How to complete this task:
Transcribe the entries below without alteration.

(Source records)
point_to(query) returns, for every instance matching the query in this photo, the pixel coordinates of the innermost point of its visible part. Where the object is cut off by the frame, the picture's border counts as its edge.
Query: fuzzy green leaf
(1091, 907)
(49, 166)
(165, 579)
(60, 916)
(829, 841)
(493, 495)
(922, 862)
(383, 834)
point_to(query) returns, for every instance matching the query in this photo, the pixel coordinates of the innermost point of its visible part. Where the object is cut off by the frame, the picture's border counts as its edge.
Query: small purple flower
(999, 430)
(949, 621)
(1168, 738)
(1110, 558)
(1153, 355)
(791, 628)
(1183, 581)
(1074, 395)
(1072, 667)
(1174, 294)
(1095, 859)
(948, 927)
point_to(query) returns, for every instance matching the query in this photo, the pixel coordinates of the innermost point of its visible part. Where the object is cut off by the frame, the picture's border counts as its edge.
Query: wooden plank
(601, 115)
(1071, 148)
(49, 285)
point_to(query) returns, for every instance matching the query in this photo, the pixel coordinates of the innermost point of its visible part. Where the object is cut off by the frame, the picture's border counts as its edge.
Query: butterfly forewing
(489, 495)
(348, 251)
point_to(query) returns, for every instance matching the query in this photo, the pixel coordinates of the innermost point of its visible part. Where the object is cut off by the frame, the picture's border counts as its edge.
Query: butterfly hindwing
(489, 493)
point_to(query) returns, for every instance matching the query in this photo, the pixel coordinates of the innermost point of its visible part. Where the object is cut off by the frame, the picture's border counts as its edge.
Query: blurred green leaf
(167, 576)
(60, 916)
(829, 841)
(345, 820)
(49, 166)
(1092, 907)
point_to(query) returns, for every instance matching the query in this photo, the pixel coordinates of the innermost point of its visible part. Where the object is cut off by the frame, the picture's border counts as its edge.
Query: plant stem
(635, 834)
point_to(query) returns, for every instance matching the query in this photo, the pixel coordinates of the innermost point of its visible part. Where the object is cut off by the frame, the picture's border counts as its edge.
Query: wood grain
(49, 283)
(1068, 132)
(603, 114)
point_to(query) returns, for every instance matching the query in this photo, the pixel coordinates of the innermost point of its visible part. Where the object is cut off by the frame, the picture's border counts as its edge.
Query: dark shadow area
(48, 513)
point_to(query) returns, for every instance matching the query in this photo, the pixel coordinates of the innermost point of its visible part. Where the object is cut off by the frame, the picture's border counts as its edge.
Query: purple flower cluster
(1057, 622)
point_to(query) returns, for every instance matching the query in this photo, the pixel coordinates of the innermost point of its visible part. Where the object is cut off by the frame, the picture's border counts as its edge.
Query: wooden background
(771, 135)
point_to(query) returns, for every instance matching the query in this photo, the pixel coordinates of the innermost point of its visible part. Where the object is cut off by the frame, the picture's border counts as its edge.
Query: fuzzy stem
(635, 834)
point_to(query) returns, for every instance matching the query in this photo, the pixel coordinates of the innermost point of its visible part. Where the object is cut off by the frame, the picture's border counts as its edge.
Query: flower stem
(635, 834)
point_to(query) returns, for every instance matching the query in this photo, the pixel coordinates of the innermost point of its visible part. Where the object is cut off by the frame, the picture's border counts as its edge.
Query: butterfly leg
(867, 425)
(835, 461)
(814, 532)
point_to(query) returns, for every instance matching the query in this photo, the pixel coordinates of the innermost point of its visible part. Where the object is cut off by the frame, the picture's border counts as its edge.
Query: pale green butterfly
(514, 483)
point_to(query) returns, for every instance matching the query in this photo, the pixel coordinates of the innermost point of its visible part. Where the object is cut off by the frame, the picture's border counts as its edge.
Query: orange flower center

Output for this task:
point_to(query) returns, for every instance matching the query in this photo, the pixel coordinates of the innermost point of its visible part. Where the object is cut off by the frame, the picture's border counts as its edge.
Query: fuzzy green leaf
(1091, 907)
(49, 166)
(165, 579)
(60, 916)
(829, 841)
(493, 495)
(922, 862)
(383, 834)
point_to(query) returns, for every instance matching the query in this photo, the pixel coordinates of the innermost point of its visible part. Where the object is cut off by the frame, the picture's border counts as its edge.
Query: small purple flower
(999, 430)
(949, 621)
(1168, 738)
(1110, 558)
(1153, 355)
(791, 628)
(1183, 581)
(1074, 395)
(1072, 667)
(1174, 294)
(1095, 859)
(948, 927)
point_to(query) returns, for every instance matching the query in this photo, the pixel coordinates of the innermost point of its visible part. Where the object is cut off by the frame, the picture's border counts as its edge.
Query: wooden plank
(601, 115)
(1071, 148)
(49, 285)
point_to(query) returns, for every instance matching the query in this photo, the pixel coordinates of the innermost point of its visible part. Where the object is cut off by the frame, the picture's border counts as its edge.
Query: butterfly forewing
(489, 495)
(348, 251)
point_to(query) returns, for every instance matching the query in this photo, the pixel coordinates of the innermost point of its visible part. Where the object is cut off by the frame, the picture's border counts as its edge.
Query: butterfly hindwing
(489, 493)
point_to(query) returns, for every instance matching the query in this photo, the pixel coordinates of the innermost point of its visible part. Where the object is cut off by the frame, the picture's border counts as its edge.
Query: blurred green leaf
(167, 576)
(60, 916)
(829, 841)
(345, 820)
(49, 166)
(1092, 907)
point_to(query) returns, for every instance matching the query in this photo, the pixel coordinates of the innermost point of its visible part. Where the object is cut off by the frame, the picture's border counts as its edge.
Query: plant stem
(635, 834)
point_to(query) returns, for every instance matching the query in this photo, the pixel coordinates of the innermost point of its visible part. Where the object is cut off by the frame, the picture's border counts as its edge.
Query: wood grain
(49, 283)
(1068, 132)
(603, 114)
point_to(query) returns, for every instance matching the query in this photo, the pixel coordinates of the innermost point of its visible part. Where the object is cut off by the frame, the picture's border counts as its edge.
Query: dark shadow area
(48, 513)
point_to(query) returns, for every instance matching the query in this photo, the pixel coordinates of the innermost point of its visible part. Where the object is cut off by the frame, the picture's border counts as its edge.
Query: purple flower cluster
(1057, 622)
point_to(query) returns, for every instance matching the query in this photo, the pixel coordinates of the innermost point of its visible part. Where the object is cut off by the frame, the picture's border counts as its edge.
Query: wooden background
(771, 135)
point_to(query) returns, for every instance matching the query in this photo, the pixel coordinates of the innermost point of its visible part. Where the object is cut off by the frame, the picture's border counts as its edge.
Query: fuzzy stem
(635, 834)
point_to(query) returns, for every instance matching the query in this photo, the pixel coordinates of the innermost point of its visible part. Where the object is cut off by the frame, the picture's border counts as its edge.
Query: flower stem
(635, 834)
point_to(query) returns, for every instance matching the query in this photo, the pixel coordinates of the innermost point of its visible part. Where the object is cut off by the frame, the picture's border counts as its edge.
Query: butterfly leg
(867, 425)
(835, 461)
(814, 532)
point_to(query) returns, for every instance matching the query in this photo, the pixel coordinates of the innermost point of its visible part. Where the object is cut off by the frame, the picture's border counts as its edge.
Query: pale green butterfly
(514, 483)
point_to(query) returns, for every instance matching the query in this photo, the pixel coordinates of the innermost point of its visible part. Where the object is cut off by the frame, the picture's border counts as its edge.
Query: orange flower center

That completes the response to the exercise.